Scan the entries for the word "plate". Every line that has it should be copied.

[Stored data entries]
■ ■ ■ ■
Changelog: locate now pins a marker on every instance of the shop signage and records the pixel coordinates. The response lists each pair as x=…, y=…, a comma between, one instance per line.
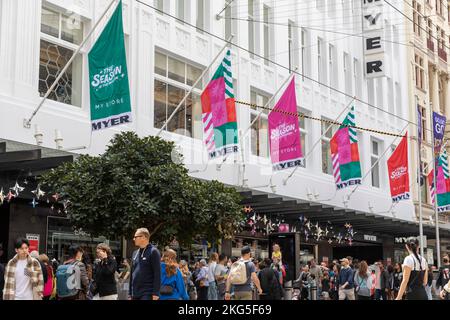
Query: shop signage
x=405, y=240
x=33, y=239
x=372, y=16
x=370, y=238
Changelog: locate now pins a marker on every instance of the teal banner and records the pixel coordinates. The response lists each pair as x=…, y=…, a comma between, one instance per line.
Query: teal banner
x=108, y=77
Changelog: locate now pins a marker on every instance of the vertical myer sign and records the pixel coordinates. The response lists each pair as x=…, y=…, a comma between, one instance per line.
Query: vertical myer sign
x=372, y=14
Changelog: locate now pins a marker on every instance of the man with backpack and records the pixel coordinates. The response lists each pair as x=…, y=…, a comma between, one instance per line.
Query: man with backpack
x=444, y=273
x=242, y=273
x=72, y=280
x=270, y=283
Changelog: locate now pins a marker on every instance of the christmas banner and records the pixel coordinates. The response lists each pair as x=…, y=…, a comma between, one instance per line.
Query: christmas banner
x=108, y=77
x=438, y=131
x=398, y=172
x=284, y=132
x=345, y=154
x=219, y=112
x=442, y=189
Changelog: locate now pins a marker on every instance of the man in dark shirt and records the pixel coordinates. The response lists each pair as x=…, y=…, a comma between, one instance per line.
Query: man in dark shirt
x=145, y=277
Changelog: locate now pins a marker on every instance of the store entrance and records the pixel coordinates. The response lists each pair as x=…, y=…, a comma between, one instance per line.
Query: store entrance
x=4, y=231
x=369, y=253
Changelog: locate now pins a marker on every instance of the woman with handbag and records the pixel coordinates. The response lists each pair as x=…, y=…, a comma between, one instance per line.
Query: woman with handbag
x=172, y=283
x=415, y=275
x=363, y=282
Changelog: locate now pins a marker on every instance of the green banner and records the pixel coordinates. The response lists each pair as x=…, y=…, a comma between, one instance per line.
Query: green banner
x=108, y=77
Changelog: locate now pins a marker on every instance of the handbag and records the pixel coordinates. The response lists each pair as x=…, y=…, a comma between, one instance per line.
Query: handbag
x=166, y=290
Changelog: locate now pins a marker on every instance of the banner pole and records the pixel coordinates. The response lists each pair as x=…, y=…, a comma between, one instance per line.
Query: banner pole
x=193, y=86
x=27, y=123
x=438, y=243
x=419, y=177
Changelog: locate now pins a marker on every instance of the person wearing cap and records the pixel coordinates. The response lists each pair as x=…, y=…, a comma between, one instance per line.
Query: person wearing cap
x=244, y=291
x=346, y=287
x=202, y=281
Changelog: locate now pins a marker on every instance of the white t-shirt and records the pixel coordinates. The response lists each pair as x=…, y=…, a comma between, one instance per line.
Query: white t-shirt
x=24, y=290
x=412, y=262
x=211, y=270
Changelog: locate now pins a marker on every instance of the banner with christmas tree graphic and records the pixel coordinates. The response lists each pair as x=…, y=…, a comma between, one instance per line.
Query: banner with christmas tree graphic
x=442, y=189
x=219, y=112
x=345, y=154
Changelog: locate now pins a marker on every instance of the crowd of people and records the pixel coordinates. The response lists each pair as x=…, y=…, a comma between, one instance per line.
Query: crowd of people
x=150, y=276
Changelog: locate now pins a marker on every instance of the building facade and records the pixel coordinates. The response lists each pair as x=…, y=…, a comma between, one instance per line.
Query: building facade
x=166, y=54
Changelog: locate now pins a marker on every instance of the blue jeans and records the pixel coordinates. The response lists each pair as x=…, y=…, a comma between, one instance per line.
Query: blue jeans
x=212, y=291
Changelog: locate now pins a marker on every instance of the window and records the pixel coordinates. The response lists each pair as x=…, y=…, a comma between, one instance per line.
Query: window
x=327, y=165
x=332, y=65
x=260, y=129
x=293, y=45
x=60, y=36
x=173, y=78
x=417, y=18
x=201, y=15
x=419, y=72
x=374, y=156
x=357, y=77
x=306, y=65
x=159, y=4
x=321, y=61
x=347, y=74
x=266, y=30
x=230, y=24
x=251, y=28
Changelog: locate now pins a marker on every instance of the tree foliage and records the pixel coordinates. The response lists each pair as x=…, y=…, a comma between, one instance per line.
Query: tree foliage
x=136, y=184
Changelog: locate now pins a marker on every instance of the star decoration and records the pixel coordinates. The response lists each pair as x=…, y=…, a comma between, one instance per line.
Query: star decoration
x=9, y=196
x=38, y=193
x=17, y=189
x=34, y=203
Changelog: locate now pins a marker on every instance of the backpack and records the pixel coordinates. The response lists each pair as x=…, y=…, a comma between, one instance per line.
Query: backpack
x=68, y=280
x=238, y=273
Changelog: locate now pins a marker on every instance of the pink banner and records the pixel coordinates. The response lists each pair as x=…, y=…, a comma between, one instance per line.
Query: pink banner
x=284, y=132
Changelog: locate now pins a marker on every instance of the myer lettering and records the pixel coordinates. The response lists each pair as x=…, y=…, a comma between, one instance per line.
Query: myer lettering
x=108, y=74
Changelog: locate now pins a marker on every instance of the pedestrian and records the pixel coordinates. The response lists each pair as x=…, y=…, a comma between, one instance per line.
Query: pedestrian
x=373, y=278
x=49, y=284
x=316, y=271
x=363, y=282
x=202, y=281
x=390, y=286
x=186, y=274
x=384, y=283
x=346, y=285
x=270, y=284
x=221, y=274
x=429, y=285
x=242, y=273
x=212, y=288
x=172, y=283
x=444, y=273
x=326, y=285
x=23, y=275
x=2, y=273
x=105, y=274
x=415, y=276
x=334, y=281
x=35, y=255
x=398, y=275
x=72, y=271
x=145, y=278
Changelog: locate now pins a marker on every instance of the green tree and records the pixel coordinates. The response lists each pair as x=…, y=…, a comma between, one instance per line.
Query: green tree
x=136, y=184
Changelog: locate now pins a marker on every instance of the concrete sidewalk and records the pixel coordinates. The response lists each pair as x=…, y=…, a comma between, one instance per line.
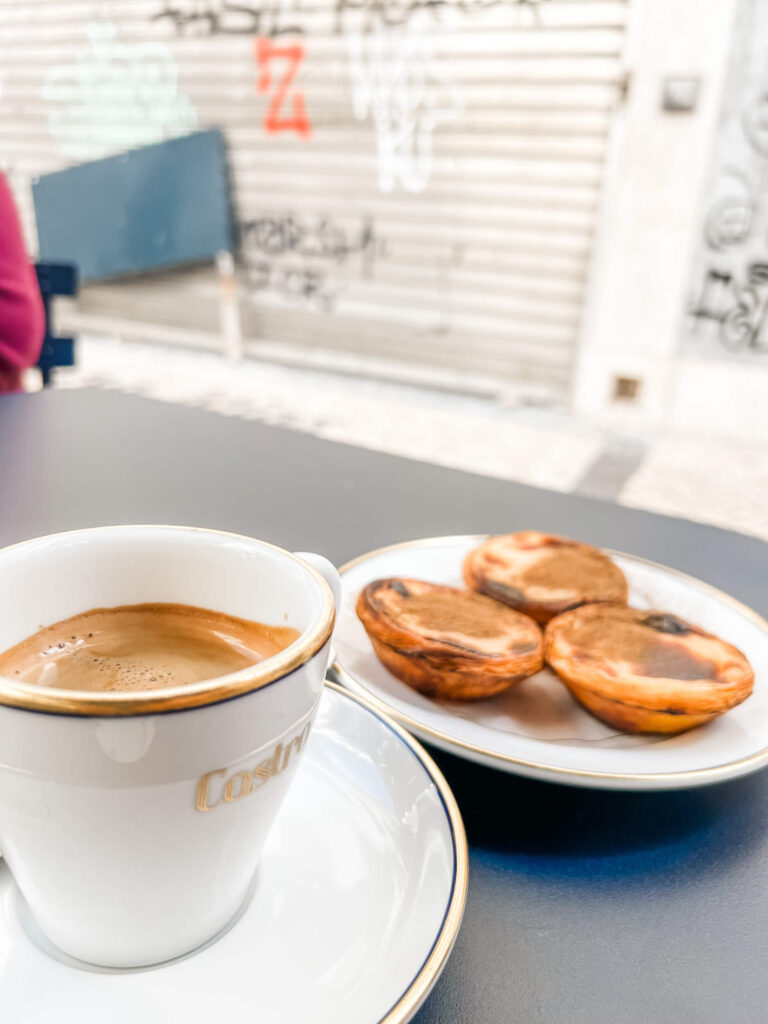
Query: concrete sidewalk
x=720, y=482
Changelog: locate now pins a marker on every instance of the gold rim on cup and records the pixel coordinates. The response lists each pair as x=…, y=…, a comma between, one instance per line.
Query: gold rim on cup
x=28, y=696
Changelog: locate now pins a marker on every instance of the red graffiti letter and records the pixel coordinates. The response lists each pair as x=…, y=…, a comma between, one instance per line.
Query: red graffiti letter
x=297, y=121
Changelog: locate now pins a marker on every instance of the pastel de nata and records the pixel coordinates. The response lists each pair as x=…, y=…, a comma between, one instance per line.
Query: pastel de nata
x=225, y=786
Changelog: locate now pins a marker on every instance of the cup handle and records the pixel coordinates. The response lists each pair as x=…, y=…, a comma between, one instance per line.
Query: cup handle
x=327, y=570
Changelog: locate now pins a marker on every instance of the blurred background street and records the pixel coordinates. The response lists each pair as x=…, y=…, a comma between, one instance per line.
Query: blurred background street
x=714, y=480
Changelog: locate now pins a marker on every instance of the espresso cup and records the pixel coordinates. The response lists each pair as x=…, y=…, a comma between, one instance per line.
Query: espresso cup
x=133, y=821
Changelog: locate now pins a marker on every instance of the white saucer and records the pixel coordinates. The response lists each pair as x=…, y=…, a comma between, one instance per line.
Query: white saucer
x=537, y=728
x=355, y=906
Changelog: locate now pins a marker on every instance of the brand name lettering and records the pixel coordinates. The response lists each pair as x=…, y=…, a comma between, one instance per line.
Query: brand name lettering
x=218, y=786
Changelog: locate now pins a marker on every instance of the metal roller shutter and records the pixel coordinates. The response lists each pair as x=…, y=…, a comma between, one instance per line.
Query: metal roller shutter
x=415, y=179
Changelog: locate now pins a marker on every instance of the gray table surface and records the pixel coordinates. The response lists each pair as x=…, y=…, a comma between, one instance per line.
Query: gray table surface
x=585, y=907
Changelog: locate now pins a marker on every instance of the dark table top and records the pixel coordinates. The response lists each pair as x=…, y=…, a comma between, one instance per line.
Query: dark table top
x=584, y=907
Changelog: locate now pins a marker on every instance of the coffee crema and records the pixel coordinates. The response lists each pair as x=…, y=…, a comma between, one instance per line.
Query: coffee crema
x=141, y=647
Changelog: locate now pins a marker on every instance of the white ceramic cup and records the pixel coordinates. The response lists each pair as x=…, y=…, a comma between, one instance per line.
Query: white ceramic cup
x=133, y=822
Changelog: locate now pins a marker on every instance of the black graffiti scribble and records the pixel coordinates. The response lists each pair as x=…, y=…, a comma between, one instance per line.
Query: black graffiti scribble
x=390, y=13
x=218, y=17
x=296, y=257
x=740, y=308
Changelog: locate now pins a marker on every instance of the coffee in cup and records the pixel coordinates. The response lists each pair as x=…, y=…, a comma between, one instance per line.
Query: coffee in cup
x=141, y=647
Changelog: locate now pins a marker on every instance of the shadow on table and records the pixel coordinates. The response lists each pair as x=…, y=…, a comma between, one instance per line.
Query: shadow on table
x=546, y=829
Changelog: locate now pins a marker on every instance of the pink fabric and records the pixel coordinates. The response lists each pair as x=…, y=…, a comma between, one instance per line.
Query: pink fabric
x=22, y=314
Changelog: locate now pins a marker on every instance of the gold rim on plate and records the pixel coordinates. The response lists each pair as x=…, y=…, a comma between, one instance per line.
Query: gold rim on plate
■ ■ ■ ■
*Problem solution*:
Changelog: locate now pins a marker on every instance of the gold rim on plate and records the pixel coordinates. The response lists each pair as x=…, y=…, a comma between, one instance per line.
Query: gold rim on plate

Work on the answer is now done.